▶ **TASK PROMPT**: Extract the rows starting at the line that contains "guard and record the coordinates." and ending at the last of the rows, and reproduce them word for word.

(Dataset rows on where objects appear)

+++

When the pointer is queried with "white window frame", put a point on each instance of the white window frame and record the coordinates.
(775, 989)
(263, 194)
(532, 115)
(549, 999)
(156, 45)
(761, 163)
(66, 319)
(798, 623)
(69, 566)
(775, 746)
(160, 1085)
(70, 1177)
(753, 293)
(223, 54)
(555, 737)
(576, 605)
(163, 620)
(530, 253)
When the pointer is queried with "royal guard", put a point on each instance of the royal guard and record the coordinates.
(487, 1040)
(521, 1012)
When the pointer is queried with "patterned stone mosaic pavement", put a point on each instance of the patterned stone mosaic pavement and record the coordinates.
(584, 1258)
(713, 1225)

+++

▶ **EXERCISE SOLUTION**:
When the pointer is queried with "royal guard", put a point on each instance of the royal guard and record the coordinates.
(487, 1040)
(521, 1012)
When the pointer is queried with "patterned stone mosaic pavement", put a point on each instance of the patterned stone mosaic pavement and record the coordinates.
(584, 1258)
(713, 1225)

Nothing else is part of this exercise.